((
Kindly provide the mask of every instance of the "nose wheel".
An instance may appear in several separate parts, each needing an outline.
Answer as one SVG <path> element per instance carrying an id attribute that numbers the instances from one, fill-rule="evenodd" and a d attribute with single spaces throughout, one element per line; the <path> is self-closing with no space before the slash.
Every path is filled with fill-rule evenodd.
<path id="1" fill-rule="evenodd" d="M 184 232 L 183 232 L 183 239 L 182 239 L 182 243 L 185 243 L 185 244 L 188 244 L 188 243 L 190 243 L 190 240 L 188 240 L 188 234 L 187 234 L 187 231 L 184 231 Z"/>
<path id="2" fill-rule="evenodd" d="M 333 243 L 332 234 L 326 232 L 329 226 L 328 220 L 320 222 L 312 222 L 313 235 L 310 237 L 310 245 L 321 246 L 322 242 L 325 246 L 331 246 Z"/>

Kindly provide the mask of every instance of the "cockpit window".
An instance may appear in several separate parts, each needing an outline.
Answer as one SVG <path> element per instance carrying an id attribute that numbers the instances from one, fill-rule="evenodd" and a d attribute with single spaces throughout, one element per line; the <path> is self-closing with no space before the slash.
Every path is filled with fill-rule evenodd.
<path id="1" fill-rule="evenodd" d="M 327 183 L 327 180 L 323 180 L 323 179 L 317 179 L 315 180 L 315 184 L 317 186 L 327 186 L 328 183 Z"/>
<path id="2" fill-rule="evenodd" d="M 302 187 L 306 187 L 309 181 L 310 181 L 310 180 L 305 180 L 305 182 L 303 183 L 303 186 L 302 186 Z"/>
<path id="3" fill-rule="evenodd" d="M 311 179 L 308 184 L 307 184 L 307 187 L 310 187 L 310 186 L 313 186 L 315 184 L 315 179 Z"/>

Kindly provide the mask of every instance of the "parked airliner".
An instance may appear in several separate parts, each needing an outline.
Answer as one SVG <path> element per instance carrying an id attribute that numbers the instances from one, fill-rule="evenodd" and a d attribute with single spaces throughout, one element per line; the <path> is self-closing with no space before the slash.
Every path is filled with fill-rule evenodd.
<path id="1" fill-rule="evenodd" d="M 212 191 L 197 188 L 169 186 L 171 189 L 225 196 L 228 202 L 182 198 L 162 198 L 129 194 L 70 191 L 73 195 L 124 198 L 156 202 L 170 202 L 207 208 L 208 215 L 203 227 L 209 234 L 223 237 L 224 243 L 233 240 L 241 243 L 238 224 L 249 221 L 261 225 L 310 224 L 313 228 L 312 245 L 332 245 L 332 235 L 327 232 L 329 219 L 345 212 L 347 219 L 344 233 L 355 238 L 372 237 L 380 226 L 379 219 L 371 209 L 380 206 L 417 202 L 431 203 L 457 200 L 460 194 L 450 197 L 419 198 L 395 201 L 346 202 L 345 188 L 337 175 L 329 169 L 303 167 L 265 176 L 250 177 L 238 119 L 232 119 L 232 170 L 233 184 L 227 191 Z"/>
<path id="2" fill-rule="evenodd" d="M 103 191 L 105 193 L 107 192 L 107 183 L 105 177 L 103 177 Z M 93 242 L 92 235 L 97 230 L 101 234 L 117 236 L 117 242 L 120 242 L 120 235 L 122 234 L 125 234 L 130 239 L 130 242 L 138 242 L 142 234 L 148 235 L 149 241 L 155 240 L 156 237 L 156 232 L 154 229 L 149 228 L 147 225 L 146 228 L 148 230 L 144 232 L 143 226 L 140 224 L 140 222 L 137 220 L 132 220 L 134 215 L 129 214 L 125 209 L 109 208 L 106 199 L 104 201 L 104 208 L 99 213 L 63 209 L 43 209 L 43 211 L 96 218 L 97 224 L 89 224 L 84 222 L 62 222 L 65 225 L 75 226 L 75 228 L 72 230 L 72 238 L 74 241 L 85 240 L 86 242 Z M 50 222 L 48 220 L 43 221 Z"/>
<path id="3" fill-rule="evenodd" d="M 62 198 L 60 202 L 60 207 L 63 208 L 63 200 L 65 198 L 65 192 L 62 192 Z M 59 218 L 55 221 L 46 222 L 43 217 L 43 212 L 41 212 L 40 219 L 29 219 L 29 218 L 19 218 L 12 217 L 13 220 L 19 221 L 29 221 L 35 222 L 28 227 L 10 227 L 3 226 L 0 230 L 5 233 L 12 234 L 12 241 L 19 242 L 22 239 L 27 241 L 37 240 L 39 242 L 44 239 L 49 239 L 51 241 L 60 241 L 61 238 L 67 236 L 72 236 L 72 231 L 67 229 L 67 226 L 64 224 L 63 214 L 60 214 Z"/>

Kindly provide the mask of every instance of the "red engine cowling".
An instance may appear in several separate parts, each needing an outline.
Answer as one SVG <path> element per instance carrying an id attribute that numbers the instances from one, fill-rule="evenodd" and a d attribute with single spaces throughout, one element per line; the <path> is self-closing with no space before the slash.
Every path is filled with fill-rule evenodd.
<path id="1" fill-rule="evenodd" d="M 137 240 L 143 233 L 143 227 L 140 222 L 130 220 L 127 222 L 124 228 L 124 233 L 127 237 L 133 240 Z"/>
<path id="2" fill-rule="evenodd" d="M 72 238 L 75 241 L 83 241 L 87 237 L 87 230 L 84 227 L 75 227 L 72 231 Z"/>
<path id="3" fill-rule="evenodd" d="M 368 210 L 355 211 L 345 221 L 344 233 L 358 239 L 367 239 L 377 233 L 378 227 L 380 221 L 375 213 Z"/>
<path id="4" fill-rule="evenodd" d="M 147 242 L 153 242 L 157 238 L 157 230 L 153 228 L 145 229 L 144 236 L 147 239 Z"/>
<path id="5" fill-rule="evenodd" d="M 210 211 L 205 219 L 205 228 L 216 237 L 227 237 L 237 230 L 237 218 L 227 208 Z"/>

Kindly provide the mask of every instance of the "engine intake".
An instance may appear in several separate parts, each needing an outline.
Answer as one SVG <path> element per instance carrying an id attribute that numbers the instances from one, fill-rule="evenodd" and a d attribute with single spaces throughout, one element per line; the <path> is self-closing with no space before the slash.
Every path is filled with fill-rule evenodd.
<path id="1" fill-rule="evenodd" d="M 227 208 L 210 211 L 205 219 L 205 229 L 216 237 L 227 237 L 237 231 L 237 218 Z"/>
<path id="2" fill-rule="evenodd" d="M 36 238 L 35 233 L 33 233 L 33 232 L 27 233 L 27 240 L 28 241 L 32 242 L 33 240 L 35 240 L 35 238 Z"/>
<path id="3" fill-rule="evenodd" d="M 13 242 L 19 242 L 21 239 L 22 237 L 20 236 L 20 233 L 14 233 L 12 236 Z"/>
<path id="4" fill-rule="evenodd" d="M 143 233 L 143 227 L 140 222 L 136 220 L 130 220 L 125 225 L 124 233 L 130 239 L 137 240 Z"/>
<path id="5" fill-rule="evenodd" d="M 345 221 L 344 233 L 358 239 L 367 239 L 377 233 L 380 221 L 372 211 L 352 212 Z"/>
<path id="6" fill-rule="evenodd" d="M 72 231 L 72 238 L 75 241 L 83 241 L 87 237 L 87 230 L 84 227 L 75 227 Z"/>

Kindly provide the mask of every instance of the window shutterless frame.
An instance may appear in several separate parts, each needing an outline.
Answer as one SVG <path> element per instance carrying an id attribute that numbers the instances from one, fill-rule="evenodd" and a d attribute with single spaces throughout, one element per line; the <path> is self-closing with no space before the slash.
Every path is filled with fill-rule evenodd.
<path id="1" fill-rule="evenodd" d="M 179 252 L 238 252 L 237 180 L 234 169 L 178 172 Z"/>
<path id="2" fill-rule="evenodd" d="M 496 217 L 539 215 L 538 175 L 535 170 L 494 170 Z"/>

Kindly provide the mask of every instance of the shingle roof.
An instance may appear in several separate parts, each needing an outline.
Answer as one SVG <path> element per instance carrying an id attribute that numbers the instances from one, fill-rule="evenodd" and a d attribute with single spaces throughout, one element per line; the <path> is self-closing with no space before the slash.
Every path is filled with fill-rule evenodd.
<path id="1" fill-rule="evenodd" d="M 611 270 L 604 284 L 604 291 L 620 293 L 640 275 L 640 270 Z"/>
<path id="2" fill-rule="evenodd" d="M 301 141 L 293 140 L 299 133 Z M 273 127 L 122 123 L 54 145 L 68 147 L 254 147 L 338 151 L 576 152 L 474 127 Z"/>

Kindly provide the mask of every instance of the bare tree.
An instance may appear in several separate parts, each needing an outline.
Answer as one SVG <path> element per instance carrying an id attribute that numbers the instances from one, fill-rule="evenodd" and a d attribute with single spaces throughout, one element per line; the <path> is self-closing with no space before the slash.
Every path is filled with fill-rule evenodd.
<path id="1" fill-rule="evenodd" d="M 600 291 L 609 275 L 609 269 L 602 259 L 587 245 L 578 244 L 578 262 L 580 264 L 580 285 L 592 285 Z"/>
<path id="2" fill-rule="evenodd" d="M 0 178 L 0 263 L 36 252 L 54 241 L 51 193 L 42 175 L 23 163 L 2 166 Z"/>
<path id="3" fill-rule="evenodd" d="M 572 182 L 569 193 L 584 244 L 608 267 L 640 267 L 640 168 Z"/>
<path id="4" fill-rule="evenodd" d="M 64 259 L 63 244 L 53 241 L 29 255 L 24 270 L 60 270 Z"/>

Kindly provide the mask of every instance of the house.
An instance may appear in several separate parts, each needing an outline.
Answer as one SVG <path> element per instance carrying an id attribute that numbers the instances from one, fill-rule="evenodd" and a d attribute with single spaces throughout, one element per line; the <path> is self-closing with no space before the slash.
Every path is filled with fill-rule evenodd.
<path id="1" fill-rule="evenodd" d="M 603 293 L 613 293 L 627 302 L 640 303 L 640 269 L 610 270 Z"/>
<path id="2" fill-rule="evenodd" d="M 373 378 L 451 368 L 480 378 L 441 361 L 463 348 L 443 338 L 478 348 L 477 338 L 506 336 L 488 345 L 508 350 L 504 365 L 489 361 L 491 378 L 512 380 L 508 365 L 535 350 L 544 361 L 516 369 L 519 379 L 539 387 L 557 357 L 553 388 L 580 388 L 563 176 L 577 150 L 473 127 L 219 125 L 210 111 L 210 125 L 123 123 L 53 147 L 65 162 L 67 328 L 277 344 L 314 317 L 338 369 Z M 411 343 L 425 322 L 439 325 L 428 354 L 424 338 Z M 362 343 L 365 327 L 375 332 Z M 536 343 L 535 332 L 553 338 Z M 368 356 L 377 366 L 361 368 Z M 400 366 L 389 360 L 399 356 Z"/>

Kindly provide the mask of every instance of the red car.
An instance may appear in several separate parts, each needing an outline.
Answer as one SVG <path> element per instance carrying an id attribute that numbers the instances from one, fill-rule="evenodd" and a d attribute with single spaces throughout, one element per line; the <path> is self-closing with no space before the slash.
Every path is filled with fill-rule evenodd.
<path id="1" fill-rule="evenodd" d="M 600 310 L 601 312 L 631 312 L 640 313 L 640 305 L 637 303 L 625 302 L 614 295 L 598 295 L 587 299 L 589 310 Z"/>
))
[Problem description] For every line of the records that includes the string "engine", add one to a tally; the answer is that tally alone.

[Answer box] 2